• Instrucciones de la tarea:
Indique si cada afirmación concuerda con el texto: (a) las redes sociales también sirven como vehículo de afecto; (b) la sociedad ha perdido por completo los valores de la empatía y el humanismo; (c) despedimos a nuestros muertos rodeados de mucha gente. Responda sí o no y cite literalmente las palabras del texto que lo deciden.

• Texto proporcionado:
▶

Obligados por el riesgo sanitario, nos encontramos con la angustia adicional de despedir a nuestros muertos casi en soledad, pero también con el consuelo de una sociedad que ha aprendido a abrazar con la mirada, que se las ingenia para acompañar y para estar cerca a pesar del distanciamiento y de la indispensable responsabilidad individual y colectiva. Nos encontramos con que las redes sociales –que saben ser la máscara que esconde sectarismos, fanatismos, intolerancia y mezquindad– también actúan como vehículo de afecto, de comprensión y de generosidad. Las redes también nos muestran a una sociedad que no ha extraviado del todo los valores de la empatía y el humanismo.

◀

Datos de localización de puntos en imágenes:
▶

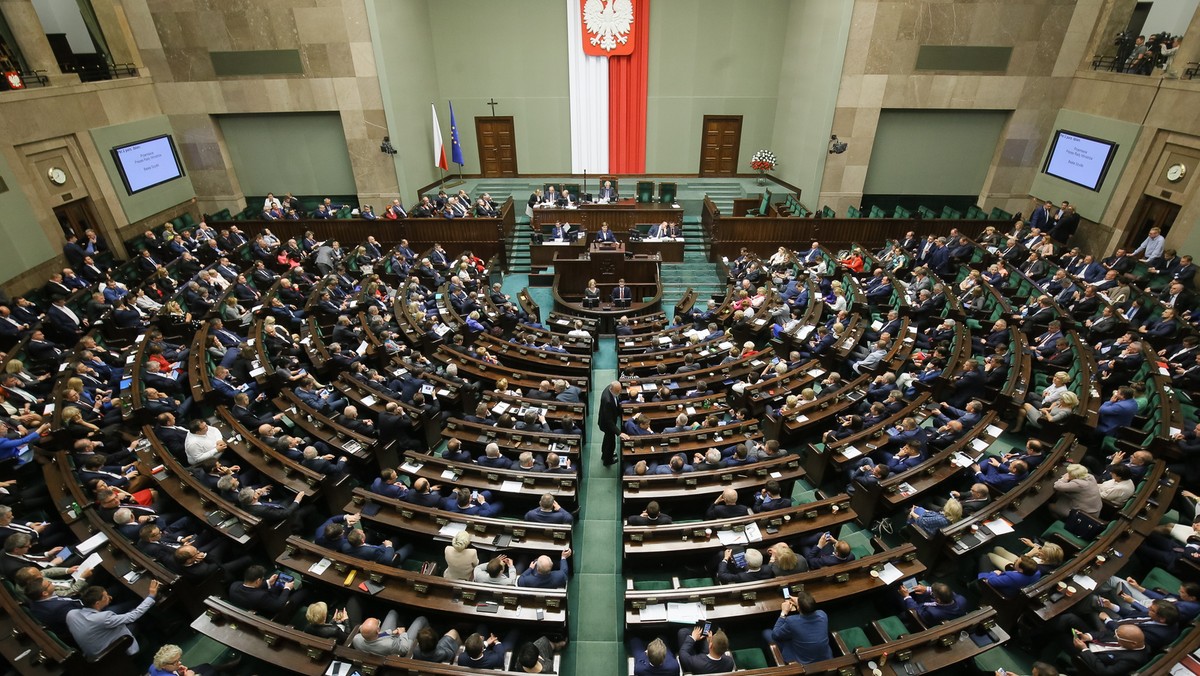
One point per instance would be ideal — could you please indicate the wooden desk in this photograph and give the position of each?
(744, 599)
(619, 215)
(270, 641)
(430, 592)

◀
▶

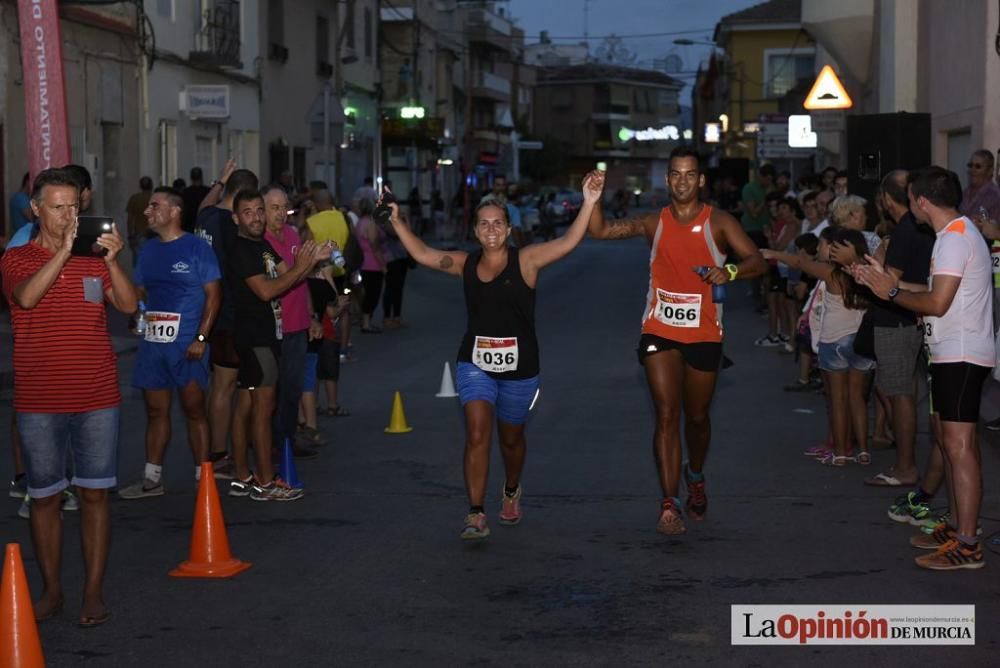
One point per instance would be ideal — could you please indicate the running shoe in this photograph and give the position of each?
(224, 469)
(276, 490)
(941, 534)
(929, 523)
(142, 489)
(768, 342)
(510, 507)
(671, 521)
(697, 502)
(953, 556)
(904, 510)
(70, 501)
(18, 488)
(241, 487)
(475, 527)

◀

• Respuesta esperada:
(a) Sí: «también actúan como vehículo de afecto, de comprensión y de generosidad».
(b) No: «no ha extraviado del todo los valores de la empatía y el humanismo».
(c) No: «despedir a nuestros muertos casi en soledad».